Source extract
┏━━

I just spent 10 days in Sicily on a family vacation. If you’ve been following the news at all, Italy was CALDO last week, with temperatures soaring over 100 every day. Still, we were game – well dressed and well hydrated – and the last part of our trip in Taormina was truly spectacular. Until the last day.

Friday morning I woke up, checked my phone, and saw from a former co-worker that Frank Cody had passed away. I was in tears almost immediately. He had been ill for a while, but it was still a gut punch, because I had hoped to see him one more time. I never will.

In the early 90s, fresh out of grad school, I moved to Princeton, NJ to be with my girlfriend, who was getting her Ph.D. there. After a year or so working as a tech writer, I decided I needed a change of pace, and applied for a local company called Broadcast Architecture. I had done some radio both in high school and as an undergrad, and the ad I responded to was seeking someone interested in radio and research, so I figured I had a shot. Luckily, I was close enough, and the two partners at BA (Frank and Brian Stone) hired me as a project manager.

Now here’s a news flash – after a brief career in literature and teaching rhetoric and composition at Penn State, I turned out to not be a very good project manager. Maybe I am a little better now, maybe not. I think a lot of people would have watched my struggles and determined that I just wasn’t a good fit. But that wasn’t how Frank thought about things, and this was one of many, many things I learned about leadership from Frank and Brian over the seven years I worked at BA.

┗━━

Stated task 1
Translate this sentence from the passage about Frank Cody into Spanish: "He had been ill for a while, but it was still a gut punch, because I had hoped to see him one more time."
Stated task 2
Continue the passage about Frank Cody from its final sentence.

[Rows of box annotation data]
┏━━

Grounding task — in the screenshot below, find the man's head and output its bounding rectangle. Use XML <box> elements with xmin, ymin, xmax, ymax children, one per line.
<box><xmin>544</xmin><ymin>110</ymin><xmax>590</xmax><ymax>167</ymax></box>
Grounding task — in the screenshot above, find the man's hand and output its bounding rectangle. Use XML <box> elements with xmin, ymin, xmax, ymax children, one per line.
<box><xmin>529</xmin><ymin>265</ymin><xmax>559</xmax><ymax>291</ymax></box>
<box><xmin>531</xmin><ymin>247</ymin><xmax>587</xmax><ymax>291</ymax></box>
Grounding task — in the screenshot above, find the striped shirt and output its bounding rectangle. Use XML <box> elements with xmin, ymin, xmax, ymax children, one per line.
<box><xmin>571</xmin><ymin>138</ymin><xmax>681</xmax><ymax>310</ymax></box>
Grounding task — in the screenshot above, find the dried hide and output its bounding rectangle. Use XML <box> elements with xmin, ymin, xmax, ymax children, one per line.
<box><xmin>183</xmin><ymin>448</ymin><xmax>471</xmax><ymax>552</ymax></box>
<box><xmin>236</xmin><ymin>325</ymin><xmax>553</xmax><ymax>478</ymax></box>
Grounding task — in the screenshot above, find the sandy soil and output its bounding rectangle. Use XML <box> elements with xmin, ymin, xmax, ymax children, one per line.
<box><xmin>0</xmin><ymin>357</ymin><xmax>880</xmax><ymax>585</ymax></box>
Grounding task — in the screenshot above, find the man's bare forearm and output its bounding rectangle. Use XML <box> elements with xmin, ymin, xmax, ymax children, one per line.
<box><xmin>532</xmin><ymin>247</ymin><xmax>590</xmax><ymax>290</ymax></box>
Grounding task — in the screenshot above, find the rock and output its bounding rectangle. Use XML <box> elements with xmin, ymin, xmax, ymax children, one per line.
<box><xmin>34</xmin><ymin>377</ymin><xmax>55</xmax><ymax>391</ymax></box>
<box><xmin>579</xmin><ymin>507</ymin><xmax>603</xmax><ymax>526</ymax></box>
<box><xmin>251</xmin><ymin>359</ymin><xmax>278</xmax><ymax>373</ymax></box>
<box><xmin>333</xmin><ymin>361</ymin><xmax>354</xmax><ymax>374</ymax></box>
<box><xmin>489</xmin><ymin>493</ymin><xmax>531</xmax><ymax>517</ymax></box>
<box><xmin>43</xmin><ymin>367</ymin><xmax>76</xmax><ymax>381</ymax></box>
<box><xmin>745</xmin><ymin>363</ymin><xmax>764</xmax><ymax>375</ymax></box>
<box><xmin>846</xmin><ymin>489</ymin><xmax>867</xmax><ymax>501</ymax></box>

┗━━

Result 1
Llevaba un tiempo enfermo, pero aun así fue un golpe duro, porque tenía la esperanza de verlo una vez más.

Result 2
Frank had a very simple management philosophy. Instead of berating you for your weaknesses, he summed up his approach like this – figure out what people are good at, and have them do those things. Frank was under no illusion that I was going to have a career as a project manager. Instead, he threw me into the research side of things pretty quickly, and it wasn’t long before I was doing focus groups, music testing, and survey research for radio stations all over the world. Two years into my career I was already presenting projects to clients, and by the end of my third year, I was often traveling on projects alone, which helped the company expand its capacity.

I can’t imagine the run I had at BA working anywhere else, for two reasons: Frank ignored my age when it came to gauging my skills, and both Frank and Brian were incredible at not just sharing credit for successful projects, but redirecting all of it to the people working for them. Frank knew something that some people never know, and I might never have known it either, if it weren’t for him: the more you build other people up, the stronger you and your company become. Some people need the credit, and the accolades, for their entire career. By the time I met Frank, he had already achieved more than almost anyone in the history of the radio business. He gave and he gave. He never took. He built careers for so many people, including me – I was a VP before I was 30 in the largest pure-play radio company in the US at that time, and that’s hard for me to imagine happening anywhere else. I would not be doing what I am doing today if it weren’t for Frank.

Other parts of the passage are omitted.